Every line of the material below must be repeated exactly.

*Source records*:
________________________________________
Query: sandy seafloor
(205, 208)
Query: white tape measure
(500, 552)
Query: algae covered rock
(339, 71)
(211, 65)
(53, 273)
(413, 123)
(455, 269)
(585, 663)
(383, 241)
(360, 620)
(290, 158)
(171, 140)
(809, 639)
________________________________________
*Written solution*:
Query: sandy seafloor
(205, 208)
Query: white tape measure
(500, 552)
Query: algae covered rock
(339, 71)
(211, 65)
(53, 273)
(413, 123)
(455, 269)
(585, 663)
(383, 241)
(360, 620)
(290, 158)
(171, 140)
(809, 639)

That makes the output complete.